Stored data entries
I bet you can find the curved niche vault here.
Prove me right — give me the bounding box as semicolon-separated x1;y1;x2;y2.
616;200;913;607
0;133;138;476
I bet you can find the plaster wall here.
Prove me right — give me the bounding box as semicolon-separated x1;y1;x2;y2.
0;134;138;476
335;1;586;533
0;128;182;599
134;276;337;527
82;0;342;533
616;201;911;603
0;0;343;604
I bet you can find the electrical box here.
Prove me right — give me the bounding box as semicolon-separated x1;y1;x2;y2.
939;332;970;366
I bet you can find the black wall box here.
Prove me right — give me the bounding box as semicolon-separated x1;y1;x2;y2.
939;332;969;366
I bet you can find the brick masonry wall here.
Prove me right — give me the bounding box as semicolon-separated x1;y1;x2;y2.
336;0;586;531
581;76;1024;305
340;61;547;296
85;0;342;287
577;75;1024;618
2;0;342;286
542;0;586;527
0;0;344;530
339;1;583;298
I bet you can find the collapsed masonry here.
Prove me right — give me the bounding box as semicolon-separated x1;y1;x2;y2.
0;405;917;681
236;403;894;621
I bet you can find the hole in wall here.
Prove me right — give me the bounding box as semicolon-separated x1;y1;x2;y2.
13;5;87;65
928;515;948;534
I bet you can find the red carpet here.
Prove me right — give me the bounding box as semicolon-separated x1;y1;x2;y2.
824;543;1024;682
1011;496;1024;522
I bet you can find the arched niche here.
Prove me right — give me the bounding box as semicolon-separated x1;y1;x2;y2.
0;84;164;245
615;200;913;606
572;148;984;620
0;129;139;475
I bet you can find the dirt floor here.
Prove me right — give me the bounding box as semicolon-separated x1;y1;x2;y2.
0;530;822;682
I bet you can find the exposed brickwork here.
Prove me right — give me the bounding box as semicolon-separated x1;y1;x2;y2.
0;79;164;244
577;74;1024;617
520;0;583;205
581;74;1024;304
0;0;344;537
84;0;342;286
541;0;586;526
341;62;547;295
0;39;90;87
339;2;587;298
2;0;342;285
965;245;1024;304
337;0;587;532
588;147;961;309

Instructions for the task:
Return each line of the entries that holds the string "niche".

Answer below:
I bet you can find the curved niche vault here.
I bet you can find the arched niche here.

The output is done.